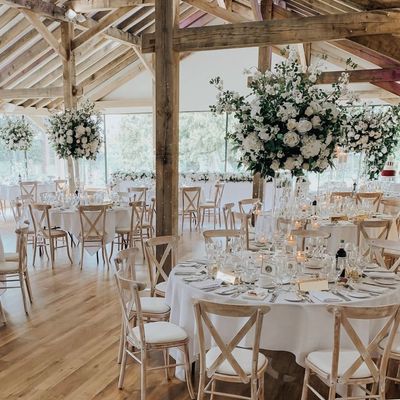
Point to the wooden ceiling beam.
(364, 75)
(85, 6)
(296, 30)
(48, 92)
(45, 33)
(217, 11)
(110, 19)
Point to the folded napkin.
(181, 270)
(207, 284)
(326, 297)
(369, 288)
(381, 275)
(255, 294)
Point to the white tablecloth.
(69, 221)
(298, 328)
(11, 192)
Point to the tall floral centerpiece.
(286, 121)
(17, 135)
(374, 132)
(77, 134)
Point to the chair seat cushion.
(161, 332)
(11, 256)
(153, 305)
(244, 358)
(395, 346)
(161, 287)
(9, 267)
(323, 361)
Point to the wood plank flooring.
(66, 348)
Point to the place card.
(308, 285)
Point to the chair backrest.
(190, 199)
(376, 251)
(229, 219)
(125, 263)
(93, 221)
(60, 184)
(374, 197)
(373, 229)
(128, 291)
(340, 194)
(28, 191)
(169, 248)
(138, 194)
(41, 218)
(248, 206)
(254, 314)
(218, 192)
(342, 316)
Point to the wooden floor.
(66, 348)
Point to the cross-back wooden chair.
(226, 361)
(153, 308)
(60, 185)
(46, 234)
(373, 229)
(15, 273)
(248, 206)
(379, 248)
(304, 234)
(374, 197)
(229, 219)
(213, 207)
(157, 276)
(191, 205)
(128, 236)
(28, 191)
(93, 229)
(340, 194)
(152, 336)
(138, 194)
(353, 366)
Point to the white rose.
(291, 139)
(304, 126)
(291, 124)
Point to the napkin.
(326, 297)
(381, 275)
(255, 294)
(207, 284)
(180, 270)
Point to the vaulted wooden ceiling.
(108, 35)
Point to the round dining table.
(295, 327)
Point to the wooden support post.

◆ Problem requirements ◆
Everything in the listing above must be retyped exactly, except for the pictures.

◆ Task result ◆
Point to the wooden ceiling beam.
(364, 75)
(85, 6)
(296, 30)
(48, 92)
(45, 33)
(217, 11)
(110, 19)
Point to the folded napkin.
(181, 270)
(207, 284)
(326, 297)
(369, 288)
(381, 275)
(255, 294)
Point to the white tablecloth.
(69, 221)
(298, 328)
(11, 192)
Point to the tall floral centerpiece.
(286, 121)
(17, 135)
(374, 132)
(77, 134)
Point to the chair seat cushion.
(161, 332)
(11, 256)
(153, 305)
(244, 358)
(395, 346)
(161, 287)
(9, 267)
(323, 361)
Point to the wood plank flooring.
(66, 348)
Point to the place card.
(308, 285)
Point to the chair backrest.
(190, 199)
(376, 251)
(229, 219)
(125, 263)
(93, 221)
(60, 184)
(374, 197)
(373, 229)
(128, 291)
(340, 194)
(28, 191)
(169, 248)
(138, 194)
(41, 218)
(248, 206)
(254, 314)
(218, 192)
(342, 316)
Point to the wooden floor.
(66, 348)
Point to the cross-back wooden chair.
(226, 361)
(153, 308)
(60, 185)
(46, 234)
(373, 229)
(15, 273)
(248, 206)
(379, 248)
(304, 234)
(374, 197)
(229, 219)
(213, 207)
(157, 276)
(191, 205)
(128, 236)
(28, 191)
(93, 229)
(340, 194)
(152, 336)
(138, 194)
(353, 366)
Point to the white rose.
(291, 139)
(304, 126)
(291, 124)
Point to the napkin.
(326, 297)
(381, 275)
(255, 294)
(207, 284)
(180, 270)
Point to the vaulted wooden ceiling.
(108, 35)
Point to the round dining table.
(295, 327)
Point to the wooden support post.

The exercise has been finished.